═══ TEXT EXCERPT ═══

Martin Oehlert

Posted on Jun 19

Intro to Durable Functions: Orchestrations and the Chaining Pattern

#serverless #azure #azurefunctions #dotnet

An order comes in, and you need to validate it, create it, then send a confirmation, three steps that have to run in order and survive a crash halfway through. A single Azure Function can't do that, because the moment it returns it forgets everything, so the usual fix is a chain of queue-triggered functions wired together with a correlation ID, a status table, and your own retry logic. That hand-rolled state machine is exactly what Durable Functions replaces, and the price of admission is learning to write an orchestrator: normal-looking C# that the runtime is allowed to run more than once.

Why a stateless function can't run a workflow

A plain Azure Function is a single invocation. It receives a trigger, runs, returns, and the worker that ran it can be recycled the instant it finishes. Nothing in the function body survives to the next invocation: no local variables, no "where was I" pointer, no record that step two of a three-step process already succeeded. That design is what makes Functions cheap to scale, and it's the right model for the bulk of event handlers you write.

It stops being enough the moment one logical unit of work spans more than one step. Take the order example: validate the request, create the order record, send a confirmation. You want those to run in sequence, you want the second step to use the output of the first, and you want the whole thing to pick up where it left off if the host restarts between steps. None of that is possible inside one function, so the standard pattern is to split each step into its own queue-triggered function and pass a message down the chain.

That works, but look at what you end up owning. You need a correlation ID so you can tell which messages belong to the same order. You need a status table so you can answer "is order 4815 done yet" and so a retry doesn't redo a step that already completed. You need poison-queue handling, timeout logic, and some way to fan results back together if any step branches. You have hand-built a state machine, and state machines spread across five queues are where the 2 a.m. pages come from.

Durable Functions takes over the state. It records every step your workflow completes in durable storage, and it reconstructs your workflow's position from that record after any interruption. You write the sequence as ordinary C# with await between the steps; the runtime makes the sequence survive crashes, scale-ins, and host upgrades. The correlation ID, the status table, and the retry bookkeeping all move from your code into the framework.

The three roles: orchestrator, activity, client

Durable Functions splits a workflow into three kinds of function, each identified by a trigger or binding type. Keeping them straight is most of the battle when you're starting out, because the rules about what code is legal where depend entirely on which role you're in.

The orchestrator is the workflow itself. It's a function marked with the [OrchestrationTrigger] binding, and its job is to coordinate: call this step, wait for the result, decide what to call next. It contains the control flow (if, loops, sequencing) but does no real work of its own. The orchestrator is the one role with a hard constraint attached. Its body can be re-executed many times over the life of a single workflow instance, so the code in it must be deterministic. That single fact (the orchestrator replays) is what the rest of this series keeps coming back to; the replay mechanics and the exact list of rules are covered later in this article.

═══

▸ **TASKS TO COMPLETE**:
- 1) In the Durable Functions article, which binding marks a function as the orchestrator?
- 2) Summarize the Durable Functions article in two sentences.

═══ MATERIAL PROVIDED ═══

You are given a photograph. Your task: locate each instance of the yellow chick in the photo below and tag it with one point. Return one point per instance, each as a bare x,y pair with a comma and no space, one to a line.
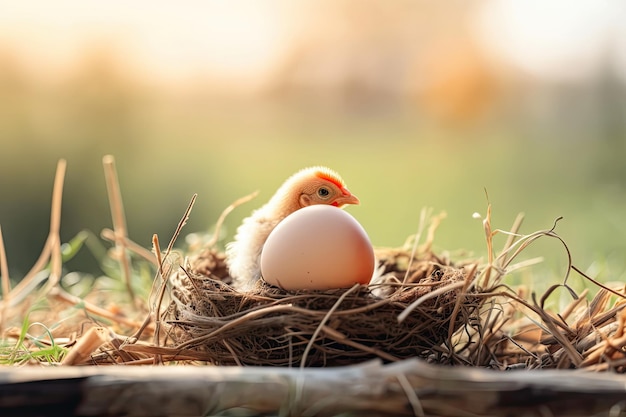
314,185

═══

▸ **SOLUTIONS IN ORDER**:
- 1) The [OrchestrationTrigger] binding.

- 2) A plain Azure Function keeps no state between invocations, so a multi-step workflow usually ends up as a hand-built chain of queue-triggered functions with a correlation ID, a status table, and custom retry logic. Durable Functions records each completed step in durable storage and rebuilds the workflow's position after interruptions, splitting the work into orchestrator, activity, and client roles, where the orchestrator's code must be deterministic because it can be re-executed.